▶ **PASSAGE SHOWN**:

Slow Booth Traffic? Tried and Tested Tips and Tricks to Engage Customers

Regardless of industry, trade shows are some of the most lucrative opportunities for any business owner that’s interested in staying on top of the latest developments in their respective niches. As a part of a trade show or exhibit, business owners and marketing executives all have the capacity to showcase their products and gain valuable insights into how competitors operate their business. Furthermore, it also gives them the chance to strengthen existing relations. However, all the endless benefits of a trade show are lost when you get nothing but slow booth traffic — or worse, no traffic at all. What’s the point of having spent so much time, money and energy in a venture that results in no additional leads for business growth?

While most people would probably blame slow booth traffic, it’s often the business owners that fail to capitalize on the opportunity to build new relationships with their target audiences. Here we have put together a list of tried-and-tested trade show tips for exhibitors that want to successfully engage their customers.

Cash in on the Visual Appeal

There’s a majority of marketers who understand the value of visual appeal when putting together a trade show booth.

Unfortunately, most of them fail to put their knowledge to use with lackluster (read: boring) booths that are highly uninviting.

Trade show booths are your opportunity to rope in a customer at first glance – provided you use the right tools. At a trade show, everything from the table and chair covers to the banners and the stands is a chance to advertise your product. You just have to do it in such a way that it appears attractive instead of gaudy. To ensure a sleek trade show presence, opt for a custom pop up display and set up. A great option is the Create Your Own Design feature that allows you to create, from scratch, a beautiful trade show setup to your specifications.

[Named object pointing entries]

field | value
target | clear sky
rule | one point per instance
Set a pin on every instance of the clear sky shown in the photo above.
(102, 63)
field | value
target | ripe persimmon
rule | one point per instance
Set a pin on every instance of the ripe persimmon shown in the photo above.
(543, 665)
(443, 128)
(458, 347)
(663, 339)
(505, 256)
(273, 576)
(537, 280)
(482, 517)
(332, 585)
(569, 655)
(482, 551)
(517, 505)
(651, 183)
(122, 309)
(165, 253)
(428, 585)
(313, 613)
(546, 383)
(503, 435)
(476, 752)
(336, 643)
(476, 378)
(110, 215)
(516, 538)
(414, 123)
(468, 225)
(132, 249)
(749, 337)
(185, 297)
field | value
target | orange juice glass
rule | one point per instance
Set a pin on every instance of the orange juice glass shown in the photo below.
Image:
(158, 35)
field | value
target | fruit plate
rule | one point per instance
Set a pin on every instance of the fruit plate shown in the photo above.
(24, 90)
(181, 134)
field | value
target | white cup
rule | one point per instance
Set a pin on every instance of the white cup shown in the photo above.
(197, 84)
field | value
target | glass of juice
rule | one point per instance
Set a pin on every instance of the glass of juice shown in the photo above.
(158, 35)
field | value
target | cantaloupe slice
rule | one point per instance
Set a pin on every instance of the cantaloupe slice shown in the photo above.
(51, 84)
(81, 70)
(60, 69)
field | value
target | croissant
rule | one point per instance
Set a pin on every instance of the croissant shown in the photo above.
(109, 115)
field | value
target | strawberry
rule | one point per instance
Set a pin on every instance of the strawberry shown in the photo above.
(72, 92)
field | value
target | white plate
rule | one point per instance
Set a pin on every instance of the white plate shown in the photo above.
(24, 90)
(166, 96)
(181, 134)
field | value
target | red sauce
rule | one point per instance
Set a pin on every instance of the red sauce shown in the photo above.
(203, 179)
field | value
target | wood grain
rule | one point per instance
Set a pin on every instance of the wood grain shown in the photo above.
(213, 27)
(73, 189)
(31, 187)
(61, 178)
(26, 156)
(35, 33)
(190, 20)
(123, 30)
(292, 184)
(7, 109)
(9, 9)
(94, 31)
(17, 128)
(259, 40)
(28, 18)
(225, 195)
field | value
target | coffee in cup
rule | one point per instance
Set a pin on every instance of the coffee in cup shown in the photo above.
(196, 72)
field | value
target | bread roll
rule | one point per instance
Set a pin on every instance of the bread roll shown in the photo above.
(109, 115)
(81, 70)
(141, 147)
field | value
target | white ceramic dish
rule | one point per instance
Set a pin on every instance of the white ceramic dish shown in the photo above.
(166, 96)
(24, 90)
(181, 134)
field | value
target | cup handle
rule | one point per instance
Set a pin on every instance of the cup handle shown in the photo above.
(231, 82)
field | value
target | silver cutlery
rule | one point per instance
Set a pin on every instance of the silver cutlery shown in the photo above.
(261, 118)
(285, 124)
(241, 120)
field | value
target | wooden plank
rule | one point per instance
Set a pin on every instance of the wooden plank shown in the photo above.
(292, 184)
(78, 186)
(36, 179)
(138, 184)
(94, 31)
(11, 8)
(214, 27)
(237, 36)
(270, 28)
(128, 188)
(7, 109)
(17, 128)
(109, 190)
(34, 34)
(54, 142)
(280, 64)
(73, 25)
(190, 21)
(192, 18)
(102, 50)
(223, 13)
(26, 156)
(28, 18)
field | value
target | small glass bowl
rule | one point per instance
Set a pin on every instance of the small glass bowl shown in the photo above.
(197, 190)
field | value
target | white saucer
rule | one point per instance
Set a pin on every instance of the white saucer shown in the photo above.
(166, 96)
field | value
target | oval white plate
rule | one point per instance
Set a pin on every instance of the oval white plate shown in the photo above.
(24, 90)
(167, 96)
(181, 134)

▶ **REQUIRED ACTIONS**:
1. Pick out every line of the records that contains the string "orange", treating uppercase and lowercase letters as distinct, and copy each such line.
2. Supply the next part of the article on slow trade show booth traffic, beginning directly after its final sentence.

▶ **FINAL ANSWERS**:
1.
target | orange juice glass
Set a pin on every instance of the orange juice glass shown in the photo below.

2.
Focus on Approachability

While the visual appeal counts for a lot when attracting customers to your booth and preventing slow booth traffic, it’s your stance and the approachability of the people available at your trade booth that help convert a potential lead into a real one.

If your booth is set up nice and bright, but is mostly empty with only a single bored salesperson and the owner sitting somewhere nearby, it will not appear too inviting. Be sure to have several friendly and approachable people manage your trade show booth. You’ll want to have those that won’t hesitate to engage the customer in conversation and draw them in.

Skip the Monologues

Of all the trade show marketing tips, this is one of the most important ones. Having established the need for an approachable staff on hand to converse with the audience, it’s important to emphasize on the need for your representatives to skip the monologues: they just slow your booth traffic. While it can be beneficial to know your company’s policy, products and services by heart, it’s certainly not beneficial to launch into a boring monologue as soon as a customer approaches — it’s more effective in driving them away than in retaining their attention. Instead, opt for a normal conversation that draws in the customer.

Keep It Personal

Another reason why the monologues are not such a fantastic trade show idea is because they are completely impersonal. There’s no chance of establishing connectivity through a common ground when rambling on with a memorized monologue.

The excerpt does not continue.